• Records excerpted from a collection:
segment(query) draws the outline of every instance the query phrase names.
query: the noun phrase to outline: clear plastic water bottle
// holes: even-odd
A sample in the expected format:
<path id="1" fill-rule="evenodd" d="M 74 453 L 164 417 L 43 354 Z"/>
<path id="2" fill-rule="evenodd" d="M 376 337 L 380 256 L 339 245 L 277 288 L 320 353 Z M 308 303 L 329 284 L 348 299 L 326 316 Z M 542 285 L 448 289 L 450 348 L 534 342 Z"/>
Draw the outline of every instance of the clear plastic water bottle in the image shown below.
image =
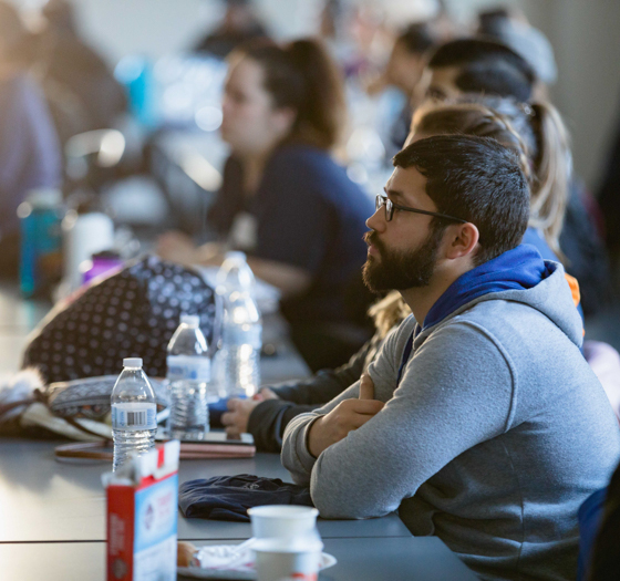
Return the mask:
<path id="1" fill-rule="evenodd" d="M 175 439 L 204 439 L 209 430 L 211 361 L 197 314 L 182 314 L 168 343 L 167 378 L 170 394 L 168 429 Z"/>
<path id="2" fill-rule="evenodd" d="M 117 470 L 132 452 L 145 454 L 155 445 L 157 406 L 142 359 L 123 360 L 123 372 L 112 390 L 112 436 Z"/>
<path id="3" fill-rule="evenodd" d="M 251 294 L 232 291 L 226 299 L 220 375 L 227 397 L 251 397 L 260 385 L 262 320 Z"/>
<path id="4" fill-rule="evenodd" d="M 226 260 L 216 277 L 216 291 L 227 299 L 234 291 L 254 293 L 256 280 L 245 252 L 226 252 Z"/>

• INSTRUCTIONS TO FOLLOW: Copy the records above word for word, from their first line through the line containing "74 453 L 164".

• REPLY:
segment(query) draws the outline of every instance the query phrase names.
query: the noun phrase to outline: clear plastic water bottle
// holes: even-odd
A sample in the expected format:
<path id="1" fill-rule="evenodd" d="M 74 453 L 164 417 L 43 354 Z"/>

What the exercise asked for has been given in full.